--- Extracted text ---
——————————
Stupid Me Again
Posted by Neal on October 10, 2008
In Jeffrey Seglin’s “The Right Thing” ethics column/blog post from a couple of months back, a reader had written in about her poor judgment regarding an ex-boyfriend:
Stupid me made his house payments, paid the bills, supported his drinking habit, bought new tires for his truck.
Stupid me has come up before in this blog, in another newspaper column from another woman berating herself for poor judgment regarding boyfriends. In fact, this seems to be a pattern: I looked for “stupid me” in the Corpus of Contemporary American English, and found only one attestation with me used as the subject:
First you wanted to graduate from college. That was fine. No problem. I thought that was appropriate. Then you thought you should just get through the first two years of medical school. Even that was okay with me since I could get most of my Ph.D. coursework out of the way. But then you thought it best to put things off until you got yourself all the way through medical school. Are you detecting a pattern here or is it just me? Then the issue became getting the first year of residency behind you. Stupid me even accepted that, but now it’s the whole residency business. What about the fellowship deal you talked about last month? And then after that you might even think it best to wait while you set up your practice.
(Robin Cook, Shock, 2001)
There were also some attestations in which Stupid me was used as an appositive to the subject, along the lines of: Stupid me, I thought…. But apparently, to make a very hasty generalization, if someone uses “Stupid me” directly as the subject of a verb, it’ll be a woman berating herself for her naivete regarding men.
However, that wasn’t the main thing I wanted to talk about. Here’s where I was originally going: One of the rules that traditional grammar books are pretty good at teaching is to use the nominative form of a personal pronoun (I, he, she, we, they, and trivially, the nominative forms that look just like the accusatives: you, it) when it’s being used as the subject of a sentence. But rarely do they say what to do when you want to do anything more elaborate to that subject. About the most I’ve seen them do is to talk about coordinated pronouns, such as he and she, and give the rule about using whatever forms you’d use if you were using just one of the pronouns. But what do you do when you want to modify your pronoun with an adjective? The grammars I’ve seen leave their students high and dry on that one. The grammar book from my freshman-year English class in high school never talked about it. The ESL books I taught from never talked about it. Garner doesn’t talk about it. Even the descriptive MWDEU and CGEL don’t address this as far as I’ve been able to see.
What the grammar and usage guides ought to do, of course, is say to use the objective form when a pronoun is modified by an adjective, since phrases like *stupid I are clearly ridiculous. But I bet the first grammar book that notices adjectives modifying pronouns will go for the rule that’s easy to state but impossible to take seriously: Use whatever form you’d use if the adjective weren’t there.
Of course, I haven’t looked at every grammar book, and for all I know, one or more of them has, in fact, covered this topic. If you’ve seen it covered, who did it and what did they say?
——————————
--- Try it ---
Quote the passage from the blog post on the phrase "stupid me" that starts with the words "Stupid Me Again" and runs through the words "for his truck.".
——————————
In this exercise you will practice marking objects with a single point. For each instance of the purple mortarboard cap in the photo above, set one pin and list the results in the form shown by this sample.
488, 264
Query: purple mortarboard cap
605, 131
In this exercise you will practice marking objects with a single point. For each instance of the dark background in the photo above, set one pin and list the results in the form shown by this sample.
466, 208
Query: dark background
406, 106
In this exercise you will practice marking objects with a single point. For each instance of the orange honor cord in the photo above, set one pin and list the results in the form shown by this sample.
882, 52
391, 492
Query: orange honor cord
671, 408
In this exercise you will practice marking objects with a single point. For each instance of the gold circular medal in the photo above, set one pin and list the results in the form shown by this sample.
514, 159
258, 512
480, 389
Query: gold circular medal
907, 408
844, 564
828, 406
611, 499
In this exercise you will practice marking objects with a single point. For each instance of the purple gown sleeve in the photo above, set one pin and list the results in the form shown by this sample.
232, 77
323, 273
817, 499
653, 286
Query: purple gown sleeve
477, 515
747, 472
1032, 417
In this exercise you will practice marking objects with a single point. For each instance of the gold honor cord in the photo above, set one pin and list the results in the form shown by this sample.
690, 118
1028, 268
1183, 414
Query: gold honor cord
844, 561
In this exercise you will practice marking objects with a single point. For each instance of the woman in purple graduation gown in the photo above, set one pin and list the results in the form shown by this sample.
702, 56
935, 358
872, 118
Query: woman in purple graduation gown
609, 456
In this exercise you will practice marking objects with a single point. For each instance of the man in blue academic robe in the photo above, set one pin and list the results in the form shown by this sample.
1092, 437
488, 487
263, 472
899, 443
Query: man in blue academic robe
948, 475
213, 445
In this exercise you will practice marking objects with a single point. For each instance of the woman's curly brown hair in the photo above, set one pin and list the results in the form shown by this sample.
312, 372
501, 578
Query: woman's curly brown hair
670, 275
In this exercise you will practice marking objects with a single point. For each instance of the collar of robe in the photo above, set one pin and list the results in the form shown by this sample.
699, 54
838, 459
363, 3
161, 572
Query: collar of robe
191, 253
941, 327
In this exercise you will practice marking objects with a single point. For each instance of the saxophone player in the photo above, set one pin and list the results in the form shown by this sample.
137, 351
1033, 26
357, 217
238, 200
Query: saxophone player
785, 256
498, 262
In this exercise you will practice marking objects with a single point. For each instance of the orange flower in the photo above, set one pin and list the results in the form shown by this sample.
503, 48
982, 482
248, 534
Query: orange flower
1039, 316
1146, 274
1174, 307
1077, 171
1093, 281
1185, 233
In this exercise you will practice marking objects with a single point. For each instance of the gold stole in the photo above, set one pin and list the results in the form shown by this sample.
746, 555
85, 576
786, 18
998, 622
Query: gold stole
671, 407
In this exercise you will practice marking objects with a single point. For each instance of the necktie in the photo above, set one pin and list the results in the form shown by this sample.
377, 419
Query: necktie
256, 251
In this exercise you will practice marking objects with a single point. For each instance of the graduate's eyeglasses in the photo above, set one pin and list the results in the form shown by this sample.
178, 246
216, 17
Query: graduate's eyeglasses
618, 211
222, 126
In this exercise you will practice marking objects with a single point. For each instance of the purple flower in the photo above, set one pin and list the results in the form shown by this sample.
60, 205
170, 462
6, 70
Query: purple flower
——————————
--- Result ---
Stupid Me Again
Posted by Neal on October 10, 2008
In Jeffrey Seglin’s “The Right Thing” ethics column/blog post from a couple of months back, a reader had written in about her poor judgment regarding an ex-boyfriend:
Stupid me made his house payments, paid the bills, supported his drinking habit, bought new tires for his truck.